__Brief__.
Repeat verbatim each line from the line with "wall you find." to the end of the entries. Pictures do not belong in the copy.

__Dataset records__.
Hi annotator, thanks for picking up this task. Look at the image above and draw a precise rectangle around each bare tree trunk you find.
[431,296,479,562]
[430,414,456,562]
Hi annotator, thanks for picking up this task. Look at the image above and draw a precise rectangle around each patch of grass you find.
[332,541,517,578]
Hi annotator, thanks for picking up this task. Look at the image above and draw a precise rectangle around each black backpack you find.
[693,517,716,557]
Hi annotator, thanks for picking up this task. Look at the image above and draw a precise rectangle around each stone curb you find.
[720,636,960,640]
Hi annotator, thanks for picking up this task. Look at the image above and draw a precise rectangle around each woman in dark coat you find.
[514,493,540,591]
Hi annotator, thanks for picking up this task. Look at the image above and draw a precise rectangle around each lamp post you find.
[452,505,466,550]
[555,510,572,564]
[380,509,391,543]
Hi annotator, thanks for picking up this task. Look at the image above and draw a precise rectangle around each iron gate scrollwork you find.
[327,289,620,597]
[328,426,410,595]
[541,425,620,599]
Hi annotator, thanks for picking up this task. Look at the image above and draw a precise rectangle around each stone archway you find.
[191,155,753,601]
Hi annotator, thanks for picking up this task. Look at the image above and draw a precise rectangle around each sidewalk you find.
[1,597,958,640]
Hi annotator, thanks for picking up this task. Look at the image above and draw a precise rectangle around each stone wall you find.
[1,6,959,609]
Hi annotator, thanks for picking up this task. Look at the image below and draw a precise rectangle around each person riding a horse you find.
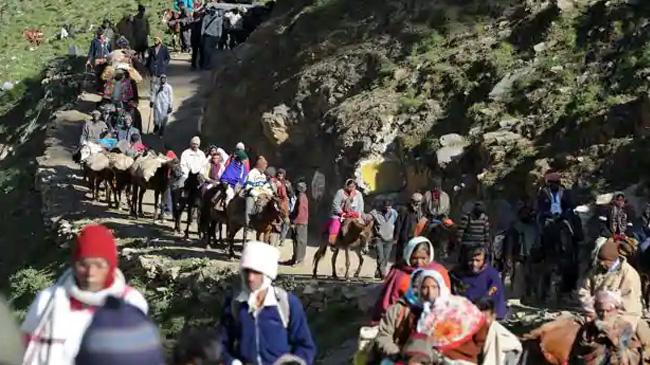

__Response__.
Hi annotator, thanks for picking up this task. Look at the image above and draw a precise rectangle around each stone wall you find.
[1,6,959,609]
Hi annotator, thanks for picking up this task. Look at the image below and draw a precise rectangle around each person riding a horse you find.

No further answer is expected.